[GIVEN DATA]

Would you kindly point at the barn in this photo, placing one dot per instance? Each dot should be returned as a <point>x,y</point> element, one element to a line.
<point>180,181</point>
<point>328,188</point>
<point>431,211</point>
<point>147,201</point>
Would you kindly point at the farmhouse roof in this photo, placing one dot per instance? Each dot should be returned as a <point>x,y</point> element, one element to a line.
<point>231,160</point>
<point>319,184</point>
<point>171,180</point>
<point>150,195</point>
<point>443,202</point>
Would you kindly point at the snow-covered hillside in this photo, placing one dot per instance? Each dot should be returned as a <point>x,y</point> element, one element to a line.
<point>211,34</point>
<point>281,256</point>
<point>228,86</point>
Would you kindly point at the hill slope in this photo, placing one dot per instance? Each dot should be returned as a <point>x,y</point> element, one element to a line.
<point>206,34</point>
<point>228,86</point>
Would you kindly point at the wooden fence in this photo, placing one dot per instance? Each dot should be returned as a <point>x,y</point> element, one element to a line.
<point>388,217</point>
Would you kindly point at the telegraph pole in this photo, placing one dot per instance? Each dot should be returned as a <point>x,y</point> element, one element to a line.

[EXERCISE DIRECTIONS] All of the material above should be restated verbatim.

[EXPECTED ANSWER]
Would you kindly point at the barn in this photo, placing one dot per instance? Each dot should be returned as a <point>x,y</point> element, one element to a line.
<point>180,181</point>
<point>328,188</point>
<point>431,211</point>
<point>147,201</point>
Would you kindly point at the farmhouse roof in this photo, placing one dot per instance? Each dot should be returned as a <point>x,y</point> element, one element to a line.
<point>231,160</point>
<point>319,184</point>
<point>171,180</point>
<point>150,195</point>
<point>443,202</point>
Would you kindly point at the snow-covered hillside in this photo, placing one dot per instance? Each dot should be returned as a <point>x,y</point> element, one element to a line.
<point>211,34</point>
<point>281,256</point>
<point>228,86</point>
Would you kindly point at the hill slope in this photo, placing one dot per instance? Each dot should be returned as a <point>x,y</point> element, one element to a line.
<point>206,34</point>
<point>228,86</point>
Would you kindly point at the wooden fence in this photo, placing one dot per instance? Each dot should be returned as a <point>x,y</point> element, one element to a line.
<point>388,217</point>
Would you kindly point at the telegraph pole in this photo, placing one dot per instance? Each dot should be returned as a <point>x,y</point> element, one element to a line.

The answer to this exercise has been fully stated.